» Brief 1: According to the passage on the three ADR classification models below, are these statements true? Answer yes or no for each, and quote the words of the passage that decide it. (a) On the actual ADR data, Model 1 has an accuracy of 88.63%. (b) The actual ADR data used as the test set contain 1,000 samples. (c) Model 3 has an AUC value of 0.99.
» Brief 2: Can you turn the paragraph of the passage on the three ADR classification models that begins "Table 4 shows the evaluation metrics" into a short list that keeps its main facts?

» Text block:

Figure 2 shows three confusion matrices of three models, from which it can be seen that Model 3 (FS_GAN + SMOTE + RF) has the largest proportion of results on the diagonal, which means it has the highest accuracy of classification. More detailed evaluation indicators are shown in Table 4.

Table 4 shows the evaluation metrics of the three models based on their test set. Model 1 is biased towards the majority class, so the prediction results for OTC-A (label = 1) and OTC-B (label = 2) are very poor, and its accuracy is the lowest, only 84.44%. Model 2 balances the data set and can predict most of the OTC drugs (label = 1, 2), with an accuracy rate of 91.99%. Model 3 has the highest prediction accuracy for minority samples, reaching 96.25%. From the macro average and weighted average metrics, Model 1 is the worst, Model 2 ranks second, and Model 3 has the best performance.

5.2. Validation Results Based on Actual ADR Data

In the verification section, the actual ADR data are used as the test set to validate the prediction results of the three trained models in Section5.1. The test sample size of the three models equals to that of the actual ADR data, which is 1047.

The confusion matrices corresponding to the three models are shown in Figure 3.

Figure 3 illustrates the confusion matrices of the three models using the actual ADR data after PRR signal detection as the input (). In the confusion matrix, the blocks on the diagonal indicate the number of correctly classified labels. For each model, the sum of correctly predicted data is calculated as follows: Sum (Model 1) = 874 + 41 + 13 = 928 Sum (Model 2) = 845 + 102 + 44 = 991 Sum (Model 3) = 876 + 105 + 44 = 1025

Under the verification of the same data set, the number of samples correctly predicted by Model 3 is the largest, reaching 1025, which is higher than 928 of Model 1 and 991 of Model 2. This result means that Model 3 has the highest prediction accuracy. More detailed evaluation metrics are shown in Table 5.

Table 5 shows the evaluation metrics of the three models using the same actual ADR data. Among them, the accuracy of Model 1 is the lowest, only 88.63%. Model 2 has significantly improved its ability to recognize minority classes, with an accuracy rate of 94.65%. The results indicate that Model 3, which uses the combination of feature enhancement (FS_GAN) and SMOTE, has a higher accuracy than Model 2, which only uses SMOTE, reaching 97.90%. The other metrics such as macro average and weighted average also indicate that the performance of Model 3 is the best.

Figure 4 shows the ROC curves and AUC values of the three models. It indicates that Model 1 using only the RF algorithm has the worst classification result for the imbalanced ADR data set, and its AUC value of 0.85 is also the lowest. For the latter two models after SMOTE, the ROC curve of Model 3 with feature enhancement (FS_GAN) is closer to the point. The AUC value of Model 3 is also the highest among them, reaching 0.99.

» Provided records:
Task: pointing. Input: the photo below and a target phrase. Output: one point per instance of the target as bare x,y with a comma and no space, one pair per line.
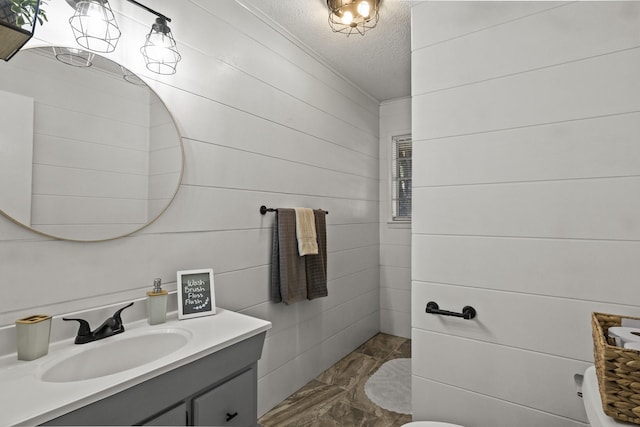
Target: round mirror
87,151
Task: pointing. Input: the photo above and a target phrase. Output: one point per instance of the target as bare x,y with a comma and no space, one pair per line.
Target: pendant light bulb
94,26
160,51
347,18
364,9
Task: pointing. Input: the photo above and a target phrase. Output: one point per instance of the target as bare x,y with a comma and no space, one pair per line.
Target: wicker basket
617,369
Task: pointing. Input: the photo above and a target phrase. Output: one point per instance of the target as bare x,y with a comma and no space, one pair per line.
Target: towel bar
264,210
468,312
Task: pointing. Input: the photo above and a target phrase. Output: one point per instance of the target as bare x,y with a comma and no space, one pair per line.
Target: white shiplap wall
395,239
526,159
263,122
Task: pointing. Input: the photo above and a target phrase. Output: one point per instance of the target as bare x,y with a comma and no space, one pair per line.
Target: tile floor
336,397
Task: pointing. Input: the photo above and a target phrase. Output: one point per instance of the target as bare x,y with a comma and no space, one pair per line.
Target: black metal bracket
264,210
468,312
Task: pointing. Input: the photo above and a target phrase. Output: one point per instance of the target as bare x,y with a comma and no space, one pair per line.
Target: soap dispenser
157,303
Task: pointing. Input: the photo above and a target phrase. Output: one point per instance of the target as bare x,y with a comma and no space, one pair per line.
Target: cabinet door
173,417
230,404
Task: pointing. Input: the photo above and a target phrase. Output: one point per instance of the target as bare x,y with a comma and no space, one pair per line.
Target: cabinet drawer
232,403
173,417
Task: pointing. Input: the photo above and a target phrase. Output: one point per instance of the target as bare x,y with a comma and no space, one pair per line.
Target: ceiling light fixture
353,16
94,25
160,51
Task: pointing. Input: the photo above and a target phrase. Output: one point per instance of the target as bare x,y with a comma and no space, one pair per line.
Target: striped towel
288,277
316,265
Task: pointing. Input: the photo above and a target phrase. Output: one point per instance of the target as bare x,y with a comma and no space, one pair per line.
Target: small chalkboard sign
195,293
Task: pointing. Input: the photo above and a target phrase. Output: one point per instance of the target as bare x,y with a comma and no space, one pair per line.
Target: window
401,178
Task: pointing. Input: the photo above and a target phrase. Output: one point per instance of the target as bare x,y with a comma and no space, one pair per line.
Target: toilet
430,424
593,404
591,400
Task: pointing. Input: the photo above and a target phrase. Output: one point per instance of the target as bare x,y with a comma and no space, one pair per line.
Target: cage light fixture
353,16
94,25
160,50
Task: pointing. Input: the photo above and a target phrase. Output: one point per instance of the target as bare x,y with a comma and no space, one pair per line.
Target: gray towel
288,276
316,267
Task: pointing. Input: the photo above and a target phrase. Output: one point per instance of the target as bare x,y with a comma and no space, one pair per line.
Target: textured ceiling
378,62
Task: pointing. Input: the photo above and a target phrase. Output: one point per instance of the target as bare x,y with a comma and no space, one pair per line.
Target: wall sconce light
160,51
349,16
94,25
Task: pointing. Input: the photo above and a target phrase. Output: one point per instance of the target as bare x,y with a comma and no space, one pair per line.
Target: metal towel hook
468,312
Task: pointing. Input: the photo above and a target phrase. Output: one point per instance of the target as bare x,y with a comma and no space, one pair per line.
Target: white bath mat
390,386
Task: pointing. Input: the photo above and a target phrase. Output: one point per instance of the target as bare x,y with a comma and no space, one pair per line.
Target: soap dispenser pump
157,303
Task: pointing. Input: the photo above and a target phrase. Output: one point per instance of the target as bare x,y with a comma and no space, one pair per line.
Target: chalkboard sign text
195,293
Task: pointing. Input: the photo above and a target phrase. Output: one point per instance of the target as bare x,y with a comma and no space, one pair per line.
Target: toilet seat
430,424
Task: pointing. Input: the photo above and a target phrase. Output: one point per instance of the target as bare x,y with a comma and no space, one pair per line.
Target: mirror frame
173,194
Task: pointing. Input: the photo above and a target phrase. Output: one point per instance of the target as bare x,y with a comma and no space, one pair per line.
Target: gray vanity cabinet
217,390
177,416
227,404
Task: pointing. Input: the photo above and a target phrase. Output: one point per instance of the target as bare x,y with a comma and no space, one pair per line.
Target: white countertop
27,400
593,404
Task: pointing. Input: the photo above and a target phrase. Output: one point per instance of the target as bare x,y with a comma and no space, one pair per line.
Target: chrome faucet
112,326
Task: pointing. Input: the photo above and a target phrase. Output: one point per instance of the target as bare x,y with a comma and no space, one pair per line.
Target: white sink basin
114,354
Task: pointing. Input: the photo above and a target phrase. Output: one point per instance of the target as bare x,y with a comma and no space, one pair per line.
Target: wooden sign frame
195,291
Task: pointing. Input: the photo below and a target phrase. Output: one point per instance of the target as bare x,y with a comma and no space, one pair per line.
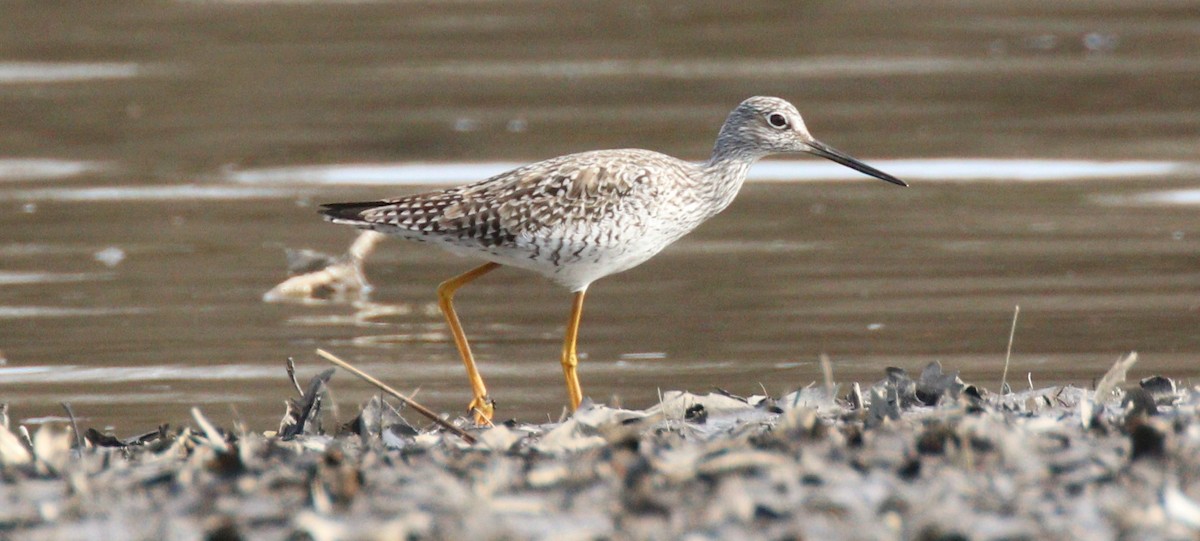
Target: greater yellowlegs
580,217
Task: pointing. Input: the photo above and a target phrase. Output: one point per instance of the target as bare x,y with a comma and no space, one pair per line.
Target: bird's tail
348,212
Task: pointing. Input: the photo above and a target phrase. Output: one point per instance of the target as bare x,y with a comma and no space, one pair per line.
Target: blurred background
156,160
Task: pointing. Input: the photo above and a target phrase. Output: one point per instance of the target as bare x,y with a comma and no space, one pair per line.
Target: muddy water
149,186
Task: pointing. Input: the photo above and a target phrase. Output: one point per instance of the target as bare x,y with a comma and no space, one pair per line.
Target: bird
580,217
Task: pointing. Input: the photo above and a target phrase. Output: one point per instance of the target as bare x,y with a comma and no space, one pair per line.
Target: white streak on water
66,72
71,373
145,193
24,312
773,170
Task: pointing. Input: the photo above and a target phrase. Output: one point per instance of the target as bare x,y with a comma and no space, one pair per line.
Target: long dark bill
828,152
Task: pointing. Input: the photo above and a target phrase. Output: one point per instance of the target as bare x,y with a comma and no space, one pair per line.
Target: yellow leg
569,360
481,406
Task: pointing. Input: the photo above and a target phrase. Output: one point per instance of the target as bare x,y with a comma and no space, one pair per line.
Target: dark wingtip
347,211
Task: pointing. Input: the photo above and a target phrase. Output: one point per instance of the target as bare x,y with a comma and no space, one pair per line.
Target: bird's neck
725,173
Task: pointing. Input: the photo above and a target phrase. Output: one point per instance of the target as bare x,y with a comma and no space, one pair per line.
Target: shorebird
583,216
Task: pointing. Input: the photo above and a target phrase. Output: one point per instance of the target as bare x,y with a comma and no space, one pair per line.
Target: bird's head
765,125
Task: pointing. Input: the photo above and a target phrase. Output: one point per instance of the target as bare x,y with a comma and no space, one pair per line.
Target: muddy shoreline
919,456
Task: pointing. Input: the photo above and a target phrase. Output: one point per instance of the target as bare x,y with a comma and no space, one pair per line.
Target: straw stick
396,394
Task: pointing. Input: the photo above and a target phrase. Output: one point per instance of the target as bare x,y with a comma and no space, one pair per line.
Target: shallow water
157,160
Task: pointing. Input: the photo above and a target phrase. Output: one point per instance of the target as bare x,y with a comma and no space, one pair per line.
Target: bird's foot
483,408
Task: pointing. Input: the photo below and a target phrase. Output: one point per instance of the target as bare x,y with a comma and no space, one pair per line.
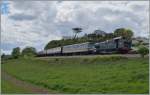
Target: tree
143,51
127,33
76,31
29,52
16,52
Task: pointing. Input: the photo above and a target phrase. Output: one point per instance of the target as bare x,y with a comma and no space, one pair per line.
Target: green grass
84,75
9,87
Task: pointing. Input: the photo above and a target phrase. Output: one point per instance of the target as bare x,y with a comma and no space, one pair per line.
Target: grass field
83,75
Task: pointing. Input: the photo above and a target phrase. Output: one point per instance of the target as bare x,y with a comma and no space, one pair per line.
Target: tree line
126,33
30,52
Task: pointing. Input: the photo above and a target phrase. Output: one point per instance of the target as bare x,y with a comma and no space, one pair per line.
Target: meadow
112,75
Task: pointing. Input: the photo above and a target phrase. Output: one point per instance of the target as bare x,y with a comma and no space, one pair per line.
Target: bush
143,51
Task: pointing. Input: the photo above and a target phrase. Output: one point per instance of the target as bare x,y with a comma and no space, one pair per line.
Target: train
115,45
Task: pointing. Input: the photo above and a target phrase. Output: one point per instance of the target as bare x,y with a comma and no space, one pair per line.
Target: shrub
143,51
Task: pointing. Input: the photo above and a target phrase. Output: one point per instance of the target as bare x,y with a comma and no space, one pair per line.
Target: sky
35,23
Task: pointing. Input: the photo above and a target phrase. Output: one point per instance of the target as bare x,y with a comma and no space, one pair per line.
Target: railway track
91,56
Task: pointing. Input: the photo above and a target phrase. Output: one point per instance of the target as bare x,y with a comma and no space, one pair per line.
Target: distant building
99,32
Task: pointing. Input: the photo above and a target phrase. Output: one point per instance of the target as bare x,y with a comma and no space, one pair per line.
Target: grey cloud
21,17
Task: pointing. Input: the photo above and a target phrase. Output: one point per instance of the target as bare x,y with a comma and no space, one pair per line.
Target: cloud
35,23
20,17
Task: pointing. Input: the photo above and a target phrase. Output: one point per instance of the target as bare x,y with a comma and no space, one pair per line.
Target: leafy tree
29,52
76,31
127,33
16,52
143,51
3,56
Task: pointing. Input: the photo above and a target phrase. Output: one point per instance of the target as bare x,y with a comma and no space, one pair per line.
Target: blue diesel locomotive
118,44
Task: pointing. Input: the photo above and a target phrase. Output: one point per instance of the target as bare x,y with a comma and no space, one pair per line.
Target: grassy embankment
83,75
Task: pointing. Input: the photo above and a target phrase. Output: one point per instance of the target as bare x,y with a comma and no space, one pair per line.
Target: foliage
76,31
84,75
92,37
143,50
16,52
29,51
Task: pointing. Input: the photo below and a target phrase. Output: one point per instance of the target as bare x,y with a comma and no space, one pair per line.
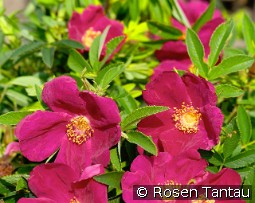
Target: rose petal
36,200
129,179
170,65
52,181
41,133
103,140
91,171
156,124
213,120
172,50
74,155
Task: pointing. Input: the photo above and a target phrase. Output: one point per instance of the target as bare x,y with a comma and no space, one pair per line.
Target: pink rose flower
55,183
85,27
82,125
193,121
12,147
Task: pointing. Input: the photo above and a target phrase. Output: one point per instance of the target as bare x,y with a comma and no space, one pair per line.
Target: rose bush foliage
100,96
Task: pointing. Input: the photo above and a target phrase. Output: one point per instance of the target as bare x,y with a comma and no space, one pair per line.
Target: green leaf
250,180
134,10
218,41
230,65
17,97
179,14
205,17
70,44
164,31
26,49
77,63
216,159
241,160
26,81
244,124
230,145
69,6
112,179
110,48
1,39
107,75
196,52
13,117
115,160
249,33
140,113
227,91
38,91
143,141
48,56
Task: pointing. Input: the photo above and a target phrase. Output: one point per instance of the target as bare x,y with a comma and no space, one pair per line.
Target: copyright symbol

» Expected output 1:
(a) Yes: "Among them, the accuracy of Model 1 is the lowest, only 88.63%."
(b) No: "The test sample size of the three models equals to that of the actual ADR data, which is 1047."
(c) Yes: "The AUC value of Model 3 is also the highest among them, reaching 0.99."

» Expected output 2:
Test-set metrics in Table 4:
- Model 1 is biased toward the majority class. It predicts OTC-A (label = 1) and OTC-B (label = 2) very poorly and has the lowest accuracy, 84.44%.
- Model 2 balances the data set, predicts most OTC drugs (labels 1 and 2), and reaches 91.99% accuracy.
- Model 3 has the highest prediction accuracy for minority samples, 96.25%.
- On macro and weighted averages, Model 1 is the worst, Model 2 is second, and Model 3 is the best.